Records from a dataset
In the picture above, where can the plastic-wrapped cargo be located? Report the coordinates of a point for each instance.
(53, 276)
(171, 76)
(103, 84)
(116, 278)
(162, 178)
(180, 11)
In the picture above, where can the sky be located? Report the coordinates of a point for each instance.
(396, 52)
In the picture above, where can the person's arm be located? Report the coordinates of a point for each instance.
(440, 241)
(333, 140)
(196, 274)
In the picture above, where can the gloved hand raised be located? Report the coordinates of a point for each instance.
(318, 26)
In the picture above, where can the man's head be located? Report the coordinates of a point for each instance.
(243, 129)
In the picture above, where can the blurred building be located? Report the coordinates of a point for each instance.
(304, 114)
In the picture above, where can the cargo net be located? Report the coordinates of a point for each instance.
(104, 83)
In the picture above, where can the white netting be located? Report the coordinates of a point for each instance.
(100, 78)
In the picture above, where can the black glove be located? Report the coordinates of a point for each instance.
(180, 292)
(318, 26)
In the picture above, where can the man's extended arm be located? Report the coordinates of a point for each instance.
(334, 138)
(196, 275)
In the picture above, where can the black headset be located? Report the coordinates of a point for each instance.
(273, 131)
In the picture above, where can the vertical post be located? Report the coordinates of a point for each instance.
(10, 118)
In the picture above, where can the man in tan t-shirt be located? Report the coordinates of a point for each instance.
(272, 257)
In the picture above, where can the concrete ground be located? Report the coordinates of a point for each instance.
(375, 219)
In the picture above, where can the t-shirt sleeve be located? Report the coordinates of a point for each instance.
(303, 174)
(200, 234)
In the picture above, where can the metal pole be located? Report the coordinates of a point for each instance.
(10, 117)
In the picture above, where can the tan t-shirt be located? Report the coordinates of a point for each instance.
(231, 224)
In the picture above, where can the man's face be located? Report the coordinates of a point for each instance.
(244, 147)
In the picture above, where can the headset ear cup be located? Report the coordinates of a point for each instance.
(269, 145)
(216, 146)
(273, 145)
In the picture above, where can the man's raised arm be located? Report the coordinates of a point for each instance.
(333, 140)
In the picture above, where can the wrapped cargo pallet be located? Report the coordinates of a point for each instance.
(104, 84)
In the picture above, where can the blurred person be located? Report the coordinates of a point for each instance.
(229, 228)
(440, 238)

* **WORK INSTRUCTIONS**: Starting at the line that contains "In the picture above, where can the metal", copy every line down to the last line of the records above, exactly as written.

* **WRITTEN ANSWER**:
In the picture above, where can the metal pole be located? Report the coordinates of a point for each instance.
(10, 117)
In the picture above, where can the tan t-shirt be located? Report the coordinates of a point for each instance.
(231, 224)
In the picture above, where can the man's face be located? Report the coordinates of a point for each instance.
(244, 147)
In the picture above, where can the headset ear cup be located? Report the coordinates of a point for each instance.
(269, 145)
(216, 146)
(273, 145)
In the picture above, where can the man's raised arm be located? Report the coordinates of a point for each instance.
(333, 140)
In the picture above, where can the wrapped cargo pallet be located? Report the coordinates of a point for each instance.
(104, 84)
In the picture above, where can the blurred person be located? Report the coordinates of a point for each instance.
(229, 228)
(440, 238)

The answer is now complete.